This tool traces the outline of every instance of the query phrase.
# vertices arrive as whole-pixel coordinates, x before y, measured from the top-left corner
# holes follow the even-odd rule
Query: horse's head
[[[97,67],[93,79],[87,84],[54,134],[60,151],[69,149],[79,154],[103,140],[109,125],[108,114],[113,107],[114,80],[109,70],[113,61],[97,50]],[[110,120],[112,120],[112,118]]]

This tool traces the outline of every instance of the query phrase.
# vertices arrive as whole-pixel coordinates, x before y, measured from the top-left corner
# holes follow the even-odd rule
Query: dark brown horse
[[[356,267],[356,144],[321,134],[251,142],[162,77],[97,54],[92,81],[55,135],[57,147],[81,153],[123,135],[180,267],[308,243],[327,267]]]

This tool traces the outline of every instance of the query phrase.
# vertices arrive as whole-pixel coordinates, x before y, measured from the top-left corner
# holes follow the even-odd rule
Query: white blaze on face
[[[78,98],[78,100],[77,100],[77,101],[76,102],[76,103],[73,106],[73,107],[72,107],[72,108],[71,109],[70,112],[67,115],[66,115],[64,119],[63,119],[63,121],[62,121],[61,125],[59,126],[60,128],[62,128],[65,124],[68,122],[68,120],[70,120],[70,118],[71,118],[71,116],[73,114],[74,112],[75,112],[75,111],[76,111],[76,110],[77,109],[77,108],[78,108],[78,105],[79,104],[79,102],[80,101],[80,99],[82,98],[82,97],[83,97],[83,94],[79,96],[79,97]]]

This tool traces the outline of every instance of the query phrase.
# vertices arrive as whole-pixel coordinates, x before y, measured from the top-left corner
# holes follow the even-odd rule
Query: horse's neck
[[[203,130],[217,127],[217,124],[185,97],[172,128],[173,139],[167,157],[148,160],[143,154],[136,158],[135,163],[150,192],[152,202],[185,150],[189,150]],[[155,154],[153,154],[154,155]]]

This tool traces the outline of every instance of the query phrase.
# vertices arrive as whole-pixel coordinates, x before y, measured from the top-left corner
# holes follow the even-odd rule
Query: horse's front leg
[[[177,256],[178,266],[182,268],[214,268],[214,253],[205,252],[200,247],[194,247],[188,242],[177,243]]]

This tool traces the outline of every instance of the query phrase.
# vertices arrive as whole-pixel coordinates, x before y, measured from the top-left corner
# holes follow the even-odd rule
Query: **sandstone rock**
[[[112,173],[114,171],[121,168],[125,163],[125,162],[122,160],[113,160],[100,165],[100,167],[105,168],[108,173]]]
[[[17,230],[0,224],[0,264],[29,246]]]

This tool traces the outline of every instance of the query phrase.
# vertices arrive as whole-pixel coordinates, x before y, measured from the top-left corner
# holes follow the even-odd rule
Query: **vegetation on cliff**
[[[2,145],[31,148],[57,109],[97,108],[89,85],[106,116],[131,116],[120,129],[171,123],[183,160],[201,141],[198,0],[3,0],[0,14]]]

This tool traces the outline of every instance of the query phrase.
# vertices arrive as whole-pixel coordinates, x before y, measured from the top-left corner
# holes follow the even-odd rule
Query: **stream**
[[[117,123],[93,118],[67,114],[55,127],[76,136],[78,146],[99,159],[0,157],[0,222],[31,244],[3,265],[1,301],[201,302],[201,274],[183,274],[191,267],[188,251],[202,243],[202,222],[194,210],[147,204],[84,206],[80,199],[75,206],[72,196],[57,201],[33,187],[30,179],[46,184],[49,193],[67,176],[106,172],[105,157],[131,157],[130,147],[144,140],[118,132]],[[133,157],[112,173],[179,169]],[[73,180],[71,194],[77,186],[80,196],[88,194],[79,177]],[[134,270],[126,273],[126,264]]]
+===+
# [Exercise instructions]
Count the lines in the material above that contain the word "horse", and reply with the number alone.

# [Exercise answer]
4